--- Data for analysis ---

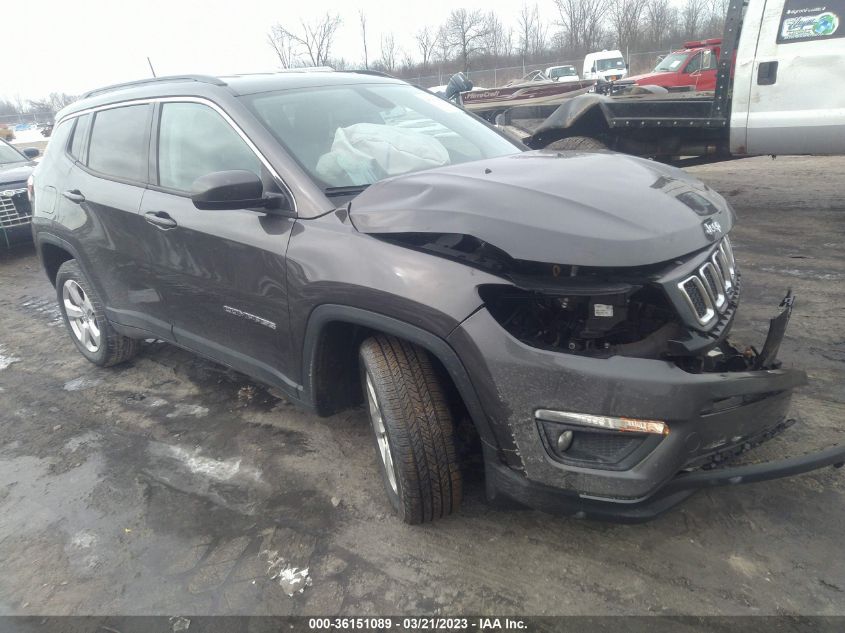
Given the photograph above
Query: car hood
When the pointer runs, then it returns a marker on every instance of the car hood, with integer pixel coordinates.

---
--- Data for analysis ---

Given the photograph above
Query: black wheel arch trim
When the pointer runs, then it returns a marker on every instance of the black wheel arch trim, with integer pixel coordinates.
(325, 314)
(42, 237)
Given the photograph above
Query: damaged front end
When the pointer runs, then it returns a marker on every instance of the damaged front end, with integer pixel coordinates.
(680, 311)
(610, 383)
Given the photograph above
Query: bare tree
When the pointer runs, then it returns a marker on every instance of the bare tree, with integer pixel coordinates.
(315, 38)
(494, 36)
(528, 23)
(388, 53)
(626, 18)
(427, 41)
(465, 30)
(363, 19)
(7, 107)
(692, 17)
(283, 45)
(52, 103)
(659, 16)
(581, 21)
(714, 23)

---
--- Data for analysis ---

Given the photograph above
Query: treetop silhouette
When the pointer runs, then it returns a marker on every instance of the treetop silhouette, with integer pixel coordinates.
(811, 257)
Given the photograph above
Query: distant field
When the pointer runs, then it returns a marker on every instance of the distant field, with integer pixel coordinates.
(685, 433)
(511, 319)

---

Your instructions: Please filter the entries above down to the lines holding "Query" and copy them.

Reply:
Query: car hood
Query: black wheel arch trim
Query: damaged front end
Query: bare tree
Query: treetop silhouette
Query: distant field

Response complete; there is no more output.